| What you are asked to do |
Repeat the material verbatim. Images are excluded from the copy.

--- begin Data to process ---

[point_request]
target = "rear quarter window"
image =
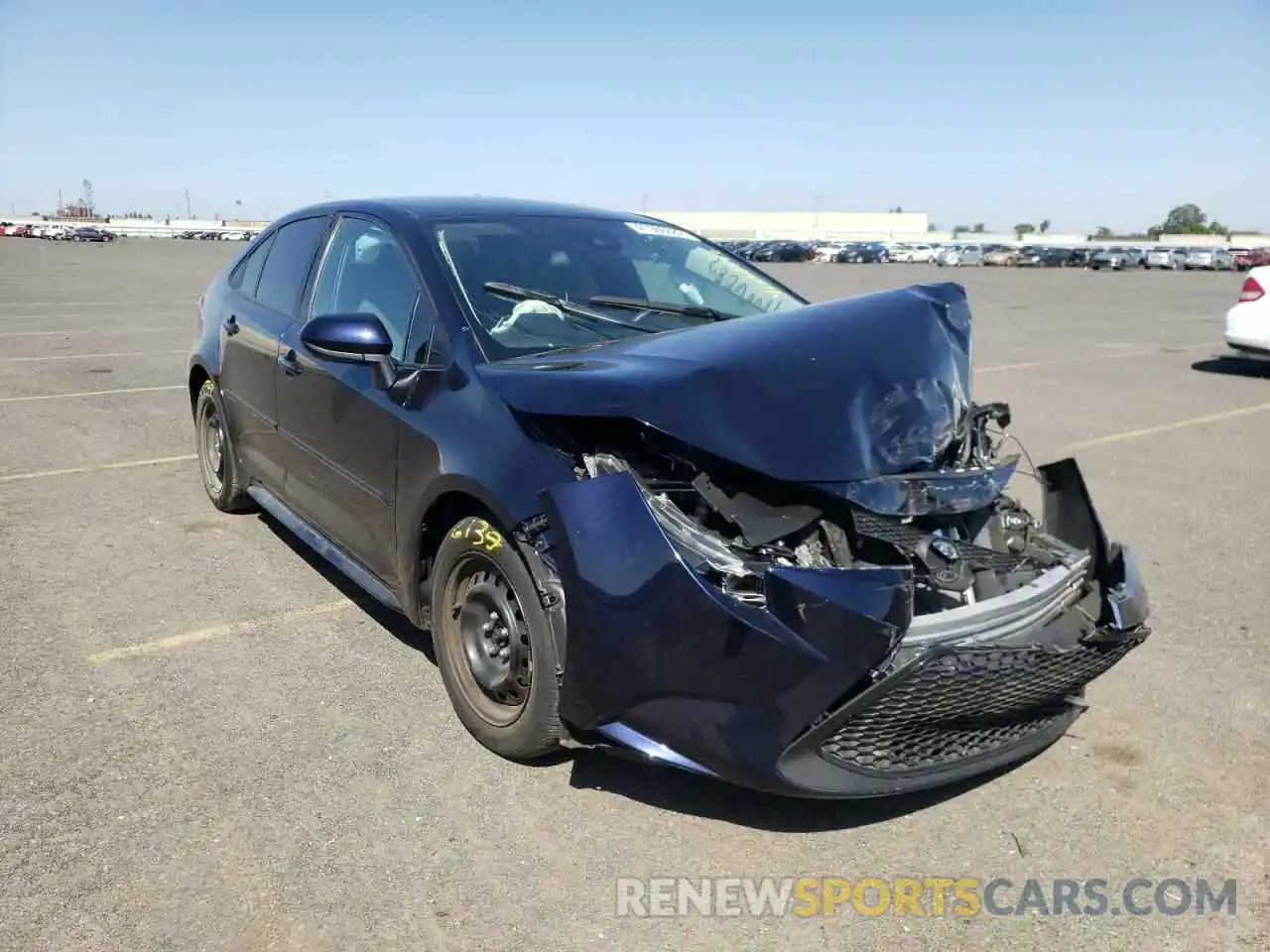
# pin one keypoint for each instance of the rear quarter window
(246, 275)
(290, 259)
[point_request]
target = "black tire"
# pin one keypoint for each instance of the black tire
(220, 475)
(477, 571)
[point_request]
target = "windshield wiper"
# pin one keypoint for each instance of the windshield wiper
(515, 293)
(639, 303)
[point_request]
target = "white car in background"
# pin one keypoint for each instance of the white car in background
(1247, 324)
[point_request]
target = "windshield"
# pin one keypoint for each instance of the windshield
(579, 259)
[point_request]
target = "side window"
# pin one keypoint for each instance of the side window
(246, 276)
(366, 272)
(422, 335)
(286, 270)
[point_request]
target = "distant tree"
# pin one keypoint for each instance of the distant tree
(1185, 220)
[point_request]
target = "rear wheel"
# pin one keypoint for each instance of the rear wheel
(216, 453)
(494, 645)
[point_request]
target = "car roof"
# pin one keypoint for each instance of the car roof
(463, 206)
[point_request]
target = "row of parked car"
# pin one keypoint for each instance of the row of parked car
(93, 232)
(974, 254)
(58, 232)
(214, 235)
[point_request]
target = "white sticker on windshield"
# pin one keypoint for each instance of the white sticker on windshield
(658, 230)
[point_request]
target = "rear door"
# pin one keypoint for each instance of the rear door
(264, 303)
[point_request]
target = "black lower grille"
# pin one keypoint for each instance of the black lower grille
(907, 537)
(965, 703)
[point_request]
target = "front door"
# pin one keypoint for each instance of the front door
(340, 428)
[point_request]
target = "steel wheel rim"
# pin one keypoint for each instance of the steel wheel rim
(486, 624)
(212, 445)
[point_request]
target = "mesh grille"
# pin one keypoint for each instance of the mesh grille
(966, 703)
(907, 538)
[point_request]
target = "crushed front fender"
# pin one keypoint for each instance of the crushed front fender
(826, 687)
(657, 649)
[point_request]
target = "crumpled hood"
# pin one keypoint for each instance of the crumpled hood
(837, 391)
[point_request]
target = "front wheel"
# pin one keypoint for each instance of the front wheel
(494, 647)
(216, 460)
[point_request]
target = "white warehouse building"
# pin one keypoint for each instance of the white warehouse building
(862, 226)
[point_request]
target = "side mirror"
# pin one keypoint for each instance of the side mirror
(352, 338)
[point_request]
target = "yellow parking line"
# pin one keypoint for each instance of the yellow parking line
(1170, 426)
(100, 467)
(87, 330)
(216, 631)
(1118, 356)
(91, 393)
(90, 357)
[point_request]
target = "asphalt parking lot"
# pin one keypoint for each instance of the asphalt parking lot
(207, 744)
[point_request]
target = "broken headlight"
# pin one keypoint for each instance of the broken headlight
(701, 549)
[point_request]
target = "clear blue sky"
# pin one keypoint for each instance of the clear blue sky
(1083, 112)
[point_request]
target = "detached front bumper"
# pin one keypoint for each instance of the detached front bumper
(830, 688)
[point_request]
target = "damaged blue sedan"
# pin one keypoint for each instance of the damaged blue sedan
(645, 497)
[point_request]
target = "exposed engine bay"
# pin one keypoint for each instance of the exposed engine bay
(730, 525)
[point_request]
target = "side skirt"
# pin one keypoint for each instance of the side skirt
(324, 546)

--- end Data to process ---

| Result for this exercise |
[point_request]
target = "rear quarter window"
image =
# pin one keypoint for each instance of the rear quarter window
(246, 275)
(290, 259)
[point_request]
target = "black tire"
# pin one keypoint for each instance of the black tire
(220, 475)
(477, 571)
[point_request]
target = "windshield wiper"
# pin one keypoint for each instance of the windshield wiper
(515, 293)
(639, 303)
[point_request]
target = "white car in background"
# pin one keypoint for each instance of the white car in background
(1247, 324)
[point_request]
target = "windshield"
# pin one keypoint for each instance of the windshield
(579, 259)
[point_request]
target = "side window"
# pin one keypoint for each instance of the side window
(246, 276)
(366, 272)
(422, 335)
(286, 270)
[point_request]
target = "distant tree"
# pin one keypoint for each instance of the distant tree
(1185, 220)
[point_request]
target = "rear wheel"
# pin one keypoint for each instance of the rear wheel
(216, 453)
(494, 645)
[point_request]
target = "car roof"
# pin one keypoint for each instance of the car roof
(463, 206)
[point_request]
target = "row of parked car"
# pin one keypoint for each instance of the row of parked car
(93, 232)
(974, 254)
(58, 232)
(214, 235)
[point_request]
target = "white sticker on windshield"
# pin one keypoint for each instance of the white sticker on windshield
(658, 230)
[point_request]
target = "rear door"
# pin one keypoint for each instance of the rear door
(264, 303)
[point_request]
target = "black lower grille"
# pin one keypoint for each instance of the black lower grille
(907, 537)
(965, 703)
[point_request]
target = "front door"
# pin one keypoint for each instance of the front door
(340, 428)
[point_request]
target = "steel wheel rim"
# pin one keypoint for each instance of the steel wheel rim
(486, 624)
(212, 445)
[point_request]
target = "mesh grille"
# pin one keypoint for each instance of the mesh grille
(966, 703)
(907, 538)
[point_request]
target = "crushed front fender"
# pin one keypoint for each instance of the crushed front fender
(826, 687)
(657, 649)
[point_request]
target = "crumpled hood"
# pin one keypoint for each instance of the crumpled hood
(837, 391)
[point_request]
target = "front wheel"
# pin one keypoint for each instance of the front wheel
(494, 647)
(216, 460)
[point_request]
target = "white warehouse building"
# pin one keypoint for each instance of the white warehouse building
(862, 226)
[point_request]
target = "side mirror"
# pin one keypoint for each instance of the side mirror
(352, 338)
[point_request]
target = "yellow parking line"
# pin one keypoint for each instance of the yellow parking line
(1170, 426)
(100, 467)
(87, 330)
(216, 631)
(1118, 356)
(91, 393)
(90, 357)
[point_request]
target = "asphalt parking lot"
# pin one keypoint for each instance of the asphalt parking lot
(207, 744)
[point_request]
target = "broken headlight"
# pin one keypoint for each instance of the broken headlight
(701, 549)
[point_request]
target = "clear blue sky"
# pin one keypoint for each instance of the clear blue sky
(1083, 112)
[point_request]
target = "detached front bumper"
# pin one keypoint for each instance of the detached front bumper
(830, 688)
[point_request]
target = "damaged blue sedan"
# pin one keypoint for each instance of the damaged blue sedan
(645, 497)
[point_request]
target = "exposed engine bay"
# pin one keypoint for each instance of the exposed engine bay
(730, 525)
[point_request]
target = "side skirt"
# pin one keypoint for each instance of the side skirt
(324, 546)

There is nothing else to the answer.